(EXCERPTED TEXT):
━━━━━━━━━━

1. Introduction
Prostate cancer (PCa) is one of the most common cancers in men worldwide; more than one million new cases are diagnosed annually [
1]. Prostate cancer is characterized by high clinical heterogeneity, which is manifested by a different propensity for recurrence of the disease, as well as the onset of progression after surgical treatment. The clinical heterogeneity of PCa, in turn, is due to molecular heterogeneity—in the tumors of patients, there are disorders that are accompanied by various changes in signaling pathways and metabolic processes [
2,
3]. At the same time, for the development of aggressive forms of PCa, the occurrence of only a few driver disorders is sufficient [
4,
5,
6].
Despite a wide range of therapeutic approaches, the problem of choosing the tactics for treating a patient after radical prostatectomy is quite acute, especially for the category of patients with locally advanced PCa (LAPC). In addition to invasion of the prostatic capsule, metastasis to regional lymph nodes is often observed in LAPC. In this case, as a rule, the choice is between the immediate start of adjuvant hormone therapy or active monitoring of the level of prostate-specific antigen (PSA) in the blood.
The choice of a therapeutic concept is based on determining the prognosis for the patient, which, in turn, is based on such clinical and pathological parameters as the PSA level, the size of the primary tumor (stage T), and the Gleason score. Indeed, it is worth noting the emergence of an improved classification of cancer cell differentiation based on the Gleason score, a system developed by the ISUP (International Society of Uropathologists) [
7]. The division into groups occurs between 1 and 5, depending on the Gleason score, the method providing the most accurate stratification of tumors.
However, these indicators are not informative enough to identify a group of patients with tumors that have high potential for progression, the development of an aggressive phenotype, and metastasis [
8,
9]. Thus, reliable prognostic markers are needed, the use of which, in combination with clinicopathological parameters, will help to reliably identify an aggressive tumor phenotype and thus choose the best therapeutic approach for the patient. One of the promising approaches in the search for prognostic markers may be the analysis of the transcriptomic data of tumors [
10,
11,
12]. Currently, several prognostic expression panels of PCa markers based on tissue analysis have been identified, such as Decipher and Oncotype DX Genomic Prostate Score (GPS).

━━━━━━━━━━

(SUPPLIED RECORDS):
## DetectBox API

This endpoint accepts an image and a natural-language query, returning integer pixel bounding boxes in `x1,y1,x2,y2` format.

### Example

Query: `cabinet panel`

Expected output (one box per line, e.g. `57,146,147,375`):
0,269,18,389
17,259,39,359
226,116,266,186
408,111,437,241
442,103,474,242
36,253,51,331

━━━━━━━━━━

(TASKS):
• 1. From the prostate cancer introduction, copy word for word the part starting at "The choice of" and ending at "stratification of tumors.".
• 2. Translate this sentence from the prostate cancer introduction into Spanish: "In addition to invasion of the prostatic capsule, metastasis to regional lymph nodes is often observed in LAPC."
• 3. Does each statement agree with the prostate cancer introduction? Answer yes or no, and quote the words from it that settle each one.
(a) The ISUP system sorts tumors into groups numbered 1 through 5.
(b) Fewer than one million new cases of prostate cancer are diagnosed each year.
(c) Decipher is named as one of the prognostic expression panels for prostate cancer.

(SOLUTIONS TO THE EXERCISE):
• 1.
The choice of a therapeutic concept is based on determining the prognosis for the patient, which, in turn, is based on such clinical and pathological parameters as the PSA level, the size of the primary tumor (stage T), and the Gleason score. Indeed, it is worth noting the emergence of an improved classification of cancer cell differentiation based on the Gleason score, a system developed by the ISUP (International Society of Uropathologists) [
7]. The division into groups occurs between 1 and 5, depending on the Gleason score, the method providing the most accurate stratification of tumors.

• 2. Además de la invasión de la cápsula prostática, en el LAPC se observa con frecuencia metástasis en los ganglios linfáticos regionales.

• 3.
(a) Yes: "The division into groups occurs between 1 and 5, depending on the Gleason score"
(b) No: "more than one million new cases are diagnosed annually"
(c) Yes: "such as Decipher and Oncotype DX Genomic Prostate Score (GPS)"